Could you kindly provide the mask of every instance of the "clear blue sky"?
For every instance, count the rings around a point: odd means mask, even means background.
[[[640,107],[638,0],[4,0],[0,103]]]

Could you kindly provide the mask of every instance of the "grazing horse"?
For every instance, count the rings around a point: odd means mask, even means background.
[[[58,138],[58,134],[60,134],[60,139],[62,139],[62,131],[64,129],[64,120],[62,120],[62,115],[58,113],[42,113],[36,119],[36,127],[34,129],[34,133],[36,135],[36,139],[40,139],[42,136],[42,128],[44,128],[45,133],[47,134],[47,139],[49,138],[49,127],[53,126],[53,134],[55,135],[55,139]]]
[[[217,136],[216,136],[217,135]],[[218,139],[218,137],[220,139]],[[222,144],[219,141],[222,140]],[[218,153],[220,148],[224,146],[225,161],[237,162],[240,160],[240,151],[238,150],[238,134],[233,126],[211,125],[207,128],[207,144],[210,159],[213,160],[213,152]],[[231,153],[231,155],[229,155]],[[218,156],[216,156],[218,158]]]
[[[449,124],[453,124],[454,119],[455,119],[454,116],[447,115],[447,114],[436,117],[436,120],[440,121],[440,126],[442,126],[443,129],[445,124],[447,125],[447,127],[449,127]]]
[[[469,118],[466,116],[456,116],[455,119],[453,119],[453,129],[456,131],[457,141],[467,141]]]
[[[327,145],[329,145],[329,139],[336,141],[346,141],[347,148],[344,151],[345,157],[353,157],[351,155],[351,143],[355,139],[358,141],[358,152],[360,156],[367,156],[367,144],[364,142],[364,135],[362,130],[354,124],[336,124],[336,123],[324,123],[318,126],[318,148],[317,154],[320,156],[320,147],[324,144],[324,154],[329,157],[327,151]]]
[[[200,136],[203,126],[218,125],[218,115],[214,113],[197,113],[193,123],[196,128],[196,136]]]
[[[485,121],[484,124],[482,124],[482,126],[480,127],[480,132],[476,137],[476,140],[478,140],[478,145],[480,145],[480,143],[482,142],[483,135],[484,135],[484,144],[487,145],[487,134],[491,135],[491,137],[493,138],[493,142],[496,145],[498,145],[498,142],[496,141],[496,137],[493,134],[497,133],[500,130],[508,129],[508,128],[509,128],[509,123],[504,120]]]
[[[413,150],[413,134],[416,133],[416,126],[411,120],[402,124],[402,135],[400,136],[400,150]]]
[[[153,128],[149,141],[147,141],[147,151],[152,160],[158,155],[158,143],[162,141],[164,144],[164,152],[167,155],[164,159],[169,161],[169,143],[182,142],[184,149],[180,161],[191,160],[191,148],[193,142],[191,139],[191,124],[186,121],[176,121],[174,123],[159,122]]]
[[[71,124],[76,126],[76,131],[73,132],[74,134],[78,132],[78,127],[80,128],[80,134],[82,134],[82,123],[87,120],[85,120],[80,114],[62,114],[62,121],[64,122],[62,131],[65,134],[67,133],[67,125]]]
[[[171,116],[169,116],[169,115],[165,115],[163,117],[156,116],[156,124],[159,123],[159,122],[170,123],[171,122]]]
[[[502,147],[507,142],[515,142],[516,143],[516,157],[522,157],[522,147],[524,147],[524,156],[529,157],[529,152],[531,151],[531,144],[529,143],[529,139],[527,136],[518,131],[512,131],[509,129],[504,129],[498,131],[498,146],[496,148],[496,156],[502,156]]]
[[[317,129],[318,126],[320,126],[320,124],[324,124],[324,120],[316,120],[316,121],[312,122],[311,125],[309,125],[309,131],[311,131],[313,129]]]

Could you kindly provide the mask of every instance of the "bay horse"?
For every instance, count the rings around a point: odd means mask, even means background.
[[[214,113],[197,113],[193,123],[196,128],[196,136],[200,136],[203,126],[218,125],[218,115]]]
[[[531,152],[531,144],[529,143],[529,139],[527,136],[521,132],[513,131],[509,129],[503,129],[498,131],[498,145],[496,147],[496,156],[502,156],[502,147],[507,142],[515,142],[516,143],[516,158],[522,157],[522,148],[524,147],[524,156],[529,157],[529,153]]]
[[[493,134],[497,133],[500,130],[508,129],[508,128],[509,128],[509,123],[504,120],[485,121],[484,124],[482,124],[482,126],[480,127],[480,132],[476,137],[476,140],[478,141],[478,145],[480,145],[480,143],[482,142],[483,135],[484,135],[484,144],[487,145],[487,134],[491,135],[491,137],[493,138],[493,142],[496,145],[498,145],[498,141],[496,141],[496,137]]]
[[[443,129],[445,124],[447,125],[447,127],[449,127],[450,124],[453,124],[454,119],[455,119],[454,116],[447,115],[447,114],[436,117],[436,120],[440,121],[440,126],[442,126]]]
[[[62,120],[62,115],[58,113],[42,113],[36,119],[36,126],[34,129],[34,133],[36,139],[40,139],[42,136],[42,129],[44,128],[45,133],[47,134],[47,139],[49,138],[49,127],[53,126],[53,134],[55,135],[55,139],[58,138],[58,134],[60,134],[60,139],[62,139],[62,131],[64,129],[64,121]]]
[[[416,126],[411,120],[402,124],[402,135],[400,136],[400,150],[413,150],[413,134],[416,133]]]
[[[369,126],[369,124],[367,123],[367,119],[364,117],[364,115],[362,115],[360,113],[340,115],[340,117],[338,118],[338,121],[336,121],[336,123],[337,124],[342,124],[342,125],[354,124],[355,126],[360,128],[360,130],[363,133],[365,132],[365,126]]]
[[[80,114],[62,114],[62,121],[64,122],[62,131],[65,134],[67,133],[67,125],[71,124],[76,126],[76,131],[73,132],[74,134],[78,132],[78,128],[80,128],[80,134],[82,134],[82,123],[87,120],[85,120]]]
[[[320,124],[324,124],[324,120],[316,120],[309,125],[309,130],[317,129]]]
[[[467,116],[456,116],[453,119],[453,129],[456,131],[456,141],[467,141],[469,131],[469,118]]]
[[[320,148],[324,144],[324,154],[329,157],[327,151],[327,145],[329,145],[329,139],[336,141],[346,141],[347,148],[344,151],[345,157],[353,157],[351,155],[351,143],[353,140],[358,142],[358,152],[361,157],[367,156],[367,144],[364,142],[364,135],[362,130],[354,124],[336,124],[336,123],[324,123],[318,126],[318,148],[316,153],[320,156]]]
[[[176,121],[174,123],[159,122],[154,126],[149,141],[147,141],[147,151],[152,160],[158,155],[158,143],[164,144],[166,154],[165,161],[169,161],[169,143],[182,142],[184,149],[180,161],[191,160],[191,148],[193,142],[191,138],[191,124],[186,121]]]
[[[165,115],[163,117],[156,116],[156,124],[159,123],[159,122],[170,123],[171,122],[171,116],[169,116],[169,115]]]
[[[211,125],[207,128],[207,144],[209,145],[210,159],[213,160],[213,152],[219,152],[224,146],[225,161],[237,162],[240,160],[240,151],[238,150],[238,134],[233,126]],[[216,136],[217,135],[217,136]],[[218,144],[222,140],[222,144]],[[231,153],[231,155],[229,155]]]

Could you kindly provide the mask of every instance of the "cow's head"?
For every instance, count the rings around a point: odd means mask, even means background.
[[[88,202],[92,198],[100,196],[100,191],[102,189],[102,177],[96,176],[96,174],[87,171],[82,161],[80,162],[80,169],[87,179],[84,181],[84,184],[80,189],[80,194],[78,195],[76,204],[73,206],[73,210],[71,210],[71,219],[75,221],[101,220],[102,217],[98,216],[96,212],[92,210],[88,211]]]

★ ★ ★ ★ ★

§ Your objective: Print everything from the start of the data above down to and including the line that contains "[[[640,107],[638,0],[4,0],[0,103]]]". Copy each line character for character.

§ Exercise result:
Could you kindly provide the mask of every instance of the "clear blue sky"?
For every instance, count the rings around a point: odd means mask, even means background.
[[[640,107],[638,0],[4,0],[0,103]]]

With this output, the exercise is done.